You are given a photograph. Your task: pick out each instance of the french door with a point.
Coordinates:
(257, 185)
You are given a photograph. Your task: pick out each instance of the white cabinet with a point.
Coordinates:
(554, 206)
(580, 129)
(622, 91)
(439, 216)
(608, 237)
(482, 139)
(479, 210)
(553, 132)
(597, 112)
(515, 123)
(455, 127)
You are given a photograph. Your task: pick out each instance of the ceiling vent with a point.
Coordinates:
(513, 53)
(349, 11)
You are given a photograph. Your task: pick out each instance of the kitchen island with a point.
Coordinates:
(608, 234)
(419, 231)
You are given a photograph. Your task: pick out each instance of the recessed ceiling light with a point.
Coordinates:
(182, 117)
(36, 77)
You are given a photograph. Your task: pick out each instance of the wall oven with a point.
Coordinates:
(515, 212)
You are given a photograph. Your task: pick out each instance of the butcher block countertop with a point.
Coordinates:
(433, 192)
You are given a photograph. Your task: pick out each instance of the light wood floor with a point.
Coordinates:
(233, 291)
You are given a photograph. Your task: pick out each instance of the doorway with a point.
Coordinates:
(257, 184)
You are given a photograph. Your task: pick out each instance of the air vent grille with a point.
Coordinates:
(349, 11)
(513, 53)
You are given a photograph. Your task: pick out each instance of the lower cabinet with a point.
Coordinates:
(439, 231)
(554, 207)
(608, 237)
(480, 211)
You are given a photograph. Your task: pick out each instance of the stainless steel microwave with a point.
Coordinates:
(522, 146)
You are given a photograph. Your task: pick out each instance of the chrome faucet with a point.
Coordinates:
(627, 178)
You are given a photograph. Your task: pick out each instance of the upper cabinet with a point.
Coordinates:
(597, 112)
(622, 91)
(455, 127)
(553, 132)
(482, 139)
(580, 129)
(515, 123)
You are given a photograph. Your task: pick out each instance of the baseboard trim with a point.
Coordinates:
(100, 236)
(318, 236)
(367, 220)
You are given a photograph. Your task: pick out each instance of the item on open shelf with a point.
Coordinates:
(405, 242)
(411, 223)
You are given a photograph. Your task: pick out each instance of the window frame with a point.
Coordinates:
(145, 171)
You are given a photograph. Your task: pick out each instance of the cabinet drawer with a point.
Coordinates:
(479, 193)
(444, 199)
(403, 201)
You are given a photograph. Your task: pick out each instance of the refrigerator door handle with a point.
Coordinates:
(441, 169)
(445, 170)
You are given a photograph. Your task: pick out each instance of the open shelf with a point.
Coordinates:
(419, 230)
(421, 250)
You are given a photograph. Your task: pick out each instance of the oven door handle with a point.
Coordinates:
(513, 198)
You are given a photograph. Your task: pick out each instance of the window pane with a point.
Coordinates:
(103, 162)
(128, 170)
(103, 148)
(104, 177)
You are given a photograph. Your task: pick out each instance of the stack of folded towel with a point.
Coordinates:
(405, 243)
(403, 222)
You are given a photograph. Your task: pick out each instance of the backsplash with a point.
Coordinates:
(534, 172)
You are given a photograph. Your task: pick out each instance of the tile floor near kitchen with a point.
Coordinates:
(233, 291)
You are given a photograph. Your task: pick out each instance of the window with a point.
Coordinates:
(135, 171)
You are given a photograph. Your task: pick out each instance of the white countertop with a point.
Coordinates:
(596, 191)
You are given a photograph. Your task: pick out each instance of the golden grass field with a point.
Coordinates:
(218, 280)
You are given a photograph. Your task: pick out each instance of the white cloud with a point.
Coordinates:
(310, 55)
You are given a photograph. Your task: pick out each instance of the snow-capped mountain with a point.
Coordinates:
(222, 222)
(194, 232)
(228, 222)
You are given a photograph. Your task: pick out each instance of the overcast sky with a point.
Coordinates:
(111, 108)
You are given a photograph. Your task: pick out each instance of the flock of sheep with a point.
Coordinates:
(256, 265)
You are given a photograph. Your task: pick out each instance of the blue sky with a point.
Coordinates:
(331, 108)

> **Problem**: Put every line from the one containing "overcast sky with a point." through the last line of the entries into a numbered list, omitting any blank lines.

> **Expected answer**:
1. You are given a photograph. Your task: pick out each instance of the overcast sky with a point.
2. Coordinates:
3. (111, 108)
4. You are given a photograph. Your task: pick out each instance of the flock of sheep with a point.
5. Coordinates:
6. (256, 265)
7. You are given a photograph. Your task: pick out each instance of the blue sky with a point.
8. Coordinates:
9. (331, 108)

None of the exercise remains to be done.